_WORK REQUEST 1_. In the comment thread below, what is Martin Tingley's job and where does he work?
_WORK REQUEST 2_. Write out the part of the comment thread below that opens with the words containing "Eh, it seems" and closes with "once, for something?...".
_WORK REQUEST 3_. Extend the blog comment thread on climate papers and constitutional law below by adding more text after its final line.

_SUPPLIED TEXT_.
=== Begin Enclosure ===
Of course they are also willing to say that the Constitution is frozen in stone and ignore 200 years of Supreme Court interpretation. The fact is that constitutional law just isn't as simple as reading the text. The same problem that Scalia, Alito, Thomas, et. al. have. Simplicity and black and white is not a feature of this area of law. And yes, I am not a lawyer, just a layman who is interested in the history of our form of government which is far more complex and interesting than the teabaggers think it is.

BTW, there have now been a couple of comments on the infamous McShayne and Wyner paper accepted by the Annals of Applied Statistics. One by Schmidt, Mann and Rutherford and the other by Martin Tingley (who is a statistician working on the IMAGE project at NCAR). Both are quite devastating to MW. But the fun, as always, can be found amongst the clowns at WUWT, in which Watts gets the main point of the comment completely wrong. Have fun!

Anonymous said...

Rattus, Eduardo at Klimazwiebel is also promoting Martin Tingley's view. It really must be hard for the WUWT'ers to have discovered a new ally (Eduardo) a few months ago, and then have him disagree with their other newfound heroes.

Meanwhile, climateaudit is 'surprisingly' silent on the topic...


Anonymous said...

Apparently, they found a new hockeystick at Watts: .

RR Kampen, NL.

Horatio Algeranon said...

"my dream is to create zero-carbon technologies that will be cheaper than coal or oil. That way, even climate skeptics will want to adopt them, -- Bill Gates

Gates is new to this game, isn't he?

Horatio Algeranon said...


Speakin of strong bunnies.

This onecould undoubtedly kick you across the room with one foot tied behind it's head (and prolly would, on a bad hare day)

David B. Benson said...

What Martin Vermeer wrote.

Rattus Norvegicus said...

Eh, it seems that McI has a post up. Let's just say that it not very convincing and he fails to address the methodological problems in the MW paper. Basically he says that he agrees with MW w/o providing a solid basis by addressing the two critiques which I am aware of.


Anonymous said...

How sad. A young man who wanted for nothing; which was what he had been all the best schools. The only thing of value to him; seems to have been the wasted act of his end. Now he "knows"; his soul lives on.

All that he was and thought he knew; all thrown away for a copper. He was a very brite young man; who stood up once, for something?...
=== End Enclosure ===
Saved entries
=== Begin Enclosure ===
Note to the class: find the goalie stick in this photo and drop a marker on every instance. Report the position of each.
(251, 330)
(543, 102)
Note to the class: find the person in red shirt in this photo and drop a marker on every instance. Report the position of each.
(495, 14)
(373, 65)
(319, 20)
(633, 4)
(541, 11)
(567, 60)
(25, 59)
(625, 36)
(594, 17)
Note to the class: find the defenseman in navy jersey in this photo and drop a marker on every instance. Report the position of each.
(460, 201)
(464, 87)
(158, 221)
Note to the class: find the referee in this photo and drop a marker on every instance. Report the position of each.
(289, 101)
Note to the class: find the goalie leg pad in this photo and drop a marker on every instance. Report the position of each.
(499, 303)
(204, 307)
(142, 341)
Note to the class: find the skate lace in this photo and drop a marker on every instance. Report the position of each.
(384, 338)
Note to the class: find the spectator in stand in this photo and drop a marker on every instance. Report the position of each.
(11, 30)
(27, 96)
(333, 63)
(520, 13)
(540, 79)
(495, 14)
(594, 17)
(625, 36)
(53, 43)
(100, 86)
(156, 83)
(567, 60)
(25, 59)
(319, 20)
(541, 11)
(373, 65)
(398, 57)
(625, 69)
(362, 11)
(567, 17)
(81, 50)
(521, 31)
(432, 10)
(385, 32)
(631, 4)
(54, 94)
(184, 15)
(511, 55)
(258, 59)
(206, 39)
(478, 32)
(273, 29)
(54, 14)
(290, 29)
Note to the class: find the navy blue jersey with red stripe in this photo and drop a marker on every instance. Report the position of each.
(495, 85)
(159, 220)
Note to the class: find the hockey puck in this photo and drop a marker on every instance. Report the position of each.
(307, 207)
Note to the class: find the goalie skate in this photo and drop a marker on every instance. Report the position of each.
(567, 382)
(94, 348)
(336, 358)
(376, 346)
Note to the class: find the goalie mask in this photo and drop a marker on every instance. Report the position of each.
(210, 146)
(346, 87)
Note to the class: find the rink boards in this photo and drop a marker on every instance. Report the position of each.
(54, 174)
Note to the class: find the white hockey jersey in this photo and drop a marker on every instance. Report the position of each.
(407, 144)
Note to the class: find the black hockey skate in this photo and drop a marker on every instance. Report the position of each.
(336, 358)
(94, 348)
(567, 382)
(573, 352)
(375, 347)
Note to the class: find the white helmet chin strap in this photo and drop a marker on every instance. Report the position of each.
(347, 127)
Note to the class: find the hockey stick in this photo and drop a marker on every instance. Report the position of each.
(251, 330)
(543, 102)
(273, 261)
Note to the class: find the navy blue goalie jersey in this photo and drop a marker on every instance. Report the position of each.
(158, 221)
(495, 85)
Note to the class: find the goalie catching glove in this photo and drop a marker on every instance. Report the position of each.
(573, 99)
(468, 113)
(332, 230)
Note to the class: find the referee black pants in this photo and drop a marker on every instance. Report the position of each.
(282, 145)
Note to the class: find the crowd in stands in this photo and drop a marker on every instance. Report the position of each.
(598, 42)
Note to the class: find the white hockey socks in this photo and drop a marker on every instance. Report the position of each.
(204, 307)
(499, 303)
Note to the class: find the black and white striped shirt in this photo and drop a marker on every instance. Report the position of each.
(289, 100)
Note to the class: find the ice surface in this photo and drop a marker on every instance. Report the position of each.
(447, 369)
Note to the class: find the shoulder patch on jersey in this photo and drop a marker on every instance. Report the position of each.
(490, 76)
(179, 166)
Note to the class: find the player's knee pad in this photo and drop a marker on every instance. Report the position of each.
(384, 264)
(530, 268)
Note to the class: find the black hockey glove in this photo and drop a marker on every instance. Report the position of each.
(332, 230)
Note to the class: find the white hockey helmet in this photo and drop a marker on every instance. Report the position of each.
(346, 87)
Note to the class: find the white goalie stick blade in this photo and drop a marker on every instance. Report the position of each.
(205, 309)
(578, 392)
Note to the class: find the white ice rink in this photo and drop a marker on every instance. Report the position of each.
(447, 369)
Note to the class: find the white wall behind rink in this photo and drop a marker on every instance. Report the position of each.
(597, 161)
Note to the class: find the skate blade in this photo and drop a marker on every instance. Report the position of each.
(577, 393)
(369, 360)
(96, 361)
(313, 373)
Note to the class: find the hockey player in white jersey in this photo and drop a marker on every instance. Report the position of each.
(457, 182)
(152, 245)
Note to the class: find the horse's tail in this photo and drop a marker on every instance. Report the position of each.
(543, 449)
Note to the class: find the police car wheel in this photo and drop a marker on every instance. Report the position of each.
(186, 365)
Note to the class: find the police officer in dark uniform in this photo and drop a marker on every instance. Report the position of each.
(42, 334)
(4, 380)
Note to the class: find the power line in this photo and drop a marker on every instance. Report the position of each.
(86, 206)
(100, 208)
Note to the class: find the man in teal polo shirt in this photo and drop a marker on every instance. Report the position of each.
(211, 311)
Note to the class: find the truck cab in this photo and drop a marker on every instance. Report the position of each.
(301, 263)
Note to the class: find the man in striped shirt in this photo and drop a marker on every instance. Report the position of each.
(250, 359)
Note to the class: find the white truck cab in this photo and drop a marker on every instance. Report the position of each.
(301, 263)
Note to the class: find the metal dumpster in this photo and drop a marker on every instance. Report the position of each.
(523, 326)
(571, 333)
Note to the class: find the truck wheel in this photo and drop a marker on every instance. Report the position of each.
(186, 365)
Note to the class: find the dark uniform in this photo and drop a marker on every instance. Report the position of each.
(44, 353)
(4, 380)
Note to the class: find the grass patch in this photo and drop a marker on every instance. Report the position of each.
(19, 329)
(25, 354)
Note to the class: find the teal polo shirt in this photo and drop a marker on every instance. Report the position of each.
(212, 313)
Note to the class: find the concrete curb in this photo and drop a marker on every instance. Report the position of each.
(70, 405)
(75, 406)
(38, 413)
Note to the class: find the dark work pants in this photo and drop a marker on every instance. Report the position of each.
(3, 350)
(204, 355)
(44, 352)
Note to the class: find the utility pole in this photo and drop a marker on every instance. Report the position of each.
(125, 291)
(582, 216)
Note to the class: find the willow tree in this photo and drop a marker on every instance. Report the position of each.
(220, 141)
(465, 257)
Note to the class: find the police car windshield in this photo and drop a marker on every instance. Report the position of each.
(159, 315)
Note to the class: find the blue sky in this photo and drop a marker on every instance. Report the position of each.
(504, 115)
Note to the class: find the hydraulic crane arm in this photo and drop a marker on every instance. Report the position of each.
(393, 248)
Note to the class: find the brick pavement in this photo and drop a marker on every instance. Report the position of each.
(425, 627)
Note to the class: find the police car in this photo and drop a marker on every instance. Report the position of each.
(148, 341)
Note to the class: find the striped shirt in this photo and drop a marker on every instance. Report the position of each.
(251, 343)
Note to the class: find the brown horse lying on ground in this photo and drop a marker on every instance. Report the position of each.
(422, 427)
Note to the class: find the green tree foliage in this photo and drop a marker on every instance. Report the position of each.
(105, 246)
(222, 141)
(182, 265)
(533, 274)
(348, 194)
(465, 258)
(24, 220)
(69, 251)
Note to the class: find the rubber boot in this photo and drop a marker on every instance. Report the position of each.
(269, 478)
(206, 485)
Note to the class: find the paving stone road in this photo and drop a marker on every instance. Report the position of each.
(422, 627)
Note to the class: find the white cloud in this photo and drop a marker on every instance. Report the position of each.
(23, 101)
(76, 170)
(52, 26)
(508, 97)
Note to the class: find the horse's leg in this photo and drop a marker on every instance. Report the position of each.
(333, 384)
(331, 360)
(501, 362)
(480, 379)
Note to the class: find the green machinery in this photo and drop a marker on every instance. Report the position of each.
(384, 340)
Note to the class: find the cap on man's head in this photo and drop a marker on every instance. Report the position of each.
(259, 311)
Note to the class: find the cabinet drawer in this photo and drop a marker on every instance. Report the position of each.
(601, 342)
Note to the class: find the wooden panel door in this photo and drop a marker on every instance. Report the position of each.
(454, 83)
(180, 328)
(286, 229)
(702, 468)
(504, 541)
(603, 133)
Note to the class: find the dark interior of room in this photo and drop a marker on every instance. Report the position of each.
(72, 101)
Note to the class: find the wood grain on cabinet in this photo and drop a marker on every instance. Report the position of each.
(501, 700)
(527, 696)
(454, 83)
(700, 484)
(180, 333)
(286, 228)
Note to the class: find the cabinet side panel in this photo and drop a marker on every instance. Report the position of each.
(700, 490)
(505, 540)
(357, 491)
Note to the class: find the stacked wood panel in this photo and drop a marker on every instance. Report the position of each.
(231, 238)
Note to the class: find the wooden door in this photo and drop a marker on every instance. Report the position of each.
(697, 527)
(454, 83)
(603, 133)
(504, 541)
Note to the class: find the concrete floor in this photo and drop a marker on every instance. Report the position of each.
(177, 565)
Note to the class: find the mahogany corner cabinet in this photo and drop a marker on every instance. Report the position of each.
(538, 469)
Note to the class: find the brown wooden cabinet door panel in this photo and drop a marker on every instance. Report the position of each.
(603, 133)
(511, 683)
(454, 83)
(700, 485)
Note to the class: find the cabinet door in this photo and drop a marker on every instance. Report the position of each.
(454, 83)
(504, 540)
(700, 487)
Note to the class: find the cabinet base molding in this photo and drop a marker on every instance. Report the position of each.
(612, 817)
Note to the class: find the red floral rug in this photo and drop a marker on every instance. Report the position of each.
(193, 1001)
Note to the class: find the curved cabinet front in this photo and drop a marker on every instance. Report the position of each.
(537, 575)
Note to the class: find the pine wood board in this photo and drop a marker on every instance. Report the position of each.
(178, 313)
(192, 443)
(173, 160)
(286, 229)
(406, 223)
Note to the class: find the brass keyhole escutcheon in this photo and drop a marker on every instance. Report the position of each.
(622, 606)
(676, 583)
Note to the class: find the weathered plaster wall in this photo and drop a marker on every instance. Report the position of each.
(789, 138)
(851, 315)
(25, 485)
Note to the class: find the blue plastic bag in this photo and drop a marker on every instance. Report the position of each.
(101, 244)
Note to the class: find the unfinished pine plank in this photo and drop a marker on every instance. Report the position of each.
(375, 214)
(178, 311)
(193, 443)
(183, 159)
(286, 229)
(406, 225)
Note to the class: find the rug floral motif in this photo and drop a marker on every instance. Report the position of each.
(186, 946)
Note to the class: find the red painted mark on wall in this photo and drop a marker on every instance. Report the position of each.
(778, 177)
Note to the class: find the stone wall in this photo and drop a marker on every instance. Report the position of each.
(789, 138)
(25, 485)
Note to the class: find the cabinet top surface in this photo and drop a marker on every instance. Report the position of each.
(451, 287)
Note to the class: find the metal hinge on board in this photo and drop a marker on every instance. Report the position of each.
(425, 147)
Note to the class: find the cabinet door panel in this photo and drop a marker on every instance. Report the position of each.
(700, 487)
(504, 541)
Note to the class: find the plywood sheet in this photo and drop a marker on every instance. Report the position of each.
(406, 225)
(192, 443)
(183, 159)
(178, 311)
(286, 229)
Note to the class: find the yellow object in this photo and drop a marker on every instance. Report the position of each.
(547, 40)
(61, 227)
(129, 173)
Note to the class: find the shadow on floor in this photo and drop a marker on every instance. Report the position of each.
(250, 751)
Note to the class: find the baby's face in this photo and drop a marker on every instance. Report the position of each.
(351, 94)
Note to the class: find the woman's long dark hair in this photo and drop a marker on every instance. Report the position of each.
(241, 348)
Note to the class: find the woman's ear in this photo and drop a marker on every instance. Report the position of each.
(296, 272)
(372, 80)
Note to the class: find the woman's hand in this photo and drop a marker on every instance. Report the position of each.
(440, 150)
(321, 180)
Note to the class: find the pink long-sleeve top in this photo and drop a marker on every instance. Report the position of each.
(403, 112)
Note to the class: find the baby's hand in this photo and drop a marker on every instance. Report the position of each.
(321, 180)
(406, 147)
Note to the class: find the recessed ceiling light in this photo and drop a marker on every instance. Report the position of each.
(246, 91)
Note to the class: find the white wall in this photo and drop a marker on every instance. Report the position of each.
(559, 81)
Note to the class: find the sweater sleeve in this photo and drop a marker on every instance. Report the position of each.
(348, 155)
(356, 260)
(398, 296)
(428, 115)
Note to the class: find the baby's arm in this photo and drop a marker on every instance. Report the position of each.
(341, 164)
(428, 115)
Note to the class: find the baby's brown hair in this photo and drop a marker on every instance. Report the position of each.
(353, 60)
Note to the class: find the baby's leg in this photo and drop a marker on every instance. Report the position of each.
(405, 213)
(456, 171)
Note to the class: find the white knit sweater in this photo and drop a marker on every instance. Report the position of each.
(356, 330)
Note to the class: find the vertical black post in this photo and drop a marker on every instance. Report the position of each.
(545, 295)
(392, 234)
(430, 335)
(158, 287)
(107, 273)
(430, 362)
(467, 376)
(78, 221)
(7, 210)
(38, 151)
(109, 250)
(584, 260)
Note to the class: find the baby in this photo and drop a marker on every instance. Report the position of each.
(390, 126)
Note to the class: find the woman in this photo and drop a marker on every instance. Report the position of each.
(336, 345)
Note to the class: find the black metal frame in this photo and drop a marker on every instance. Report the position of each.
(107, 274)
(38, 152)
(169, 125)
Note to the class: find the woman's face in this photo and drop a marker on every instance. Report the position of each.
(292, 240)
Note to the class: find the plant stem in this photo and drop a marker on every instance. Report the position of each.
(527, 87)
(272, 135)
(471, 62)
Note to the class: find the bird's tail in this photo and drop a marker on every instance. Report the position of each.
=== End Enclosure ===
_RESPONSE 1_. He is a statistician working on the IMAGE project at NCAR.

_RESPONSE 2_.
Eh, it seems that McI has a post up. Let's just say that it not very convincing and he fails to address the methodological problems in the MW paper. Basically he says that he agrees with MW w/o providing a solid basis by addressing the two critiques which I am aware of.


Anonymous said...

How sad. A young man who wanted for nothing; which was what he had been all the best schools. The only thing of value to him; seems to have been the wasted act of his end. Now he "knows"; his soul lives on.

All that he was and thought he knew; all thrown away for a copper. He was a very brite young man; who stood up once, for something?...

_RESPONSE 3_.
On a particular day. Why?... What do you think is the hole in this life? You may say that he was troubled? He says, "I" know everything and by the bibliography he included he was way over-red. He should have called on the Messiah. He would have been loved & taught by the Holy Spirit. Free for nothing.) This is where all you new, pro-fessors, plan to take the unwashed of this world. You say "Down with Hope" & forward with the New-Five-Year-Plan.
How sad. How shallow most of you seem to be. But by no means, scum.

ABPS said...

We all know the philanthropic activities, Gates is involved in. Malaria affects more people all around the world.Giving affordable medicines to the people who needs it, will help in eliminating Malaria.

Steven Sullivan said...

The debate at Watts' pesthole about malaria and DDT is too simplistic. There's too much shallow mining of too few papers (the ones with open access) going on there.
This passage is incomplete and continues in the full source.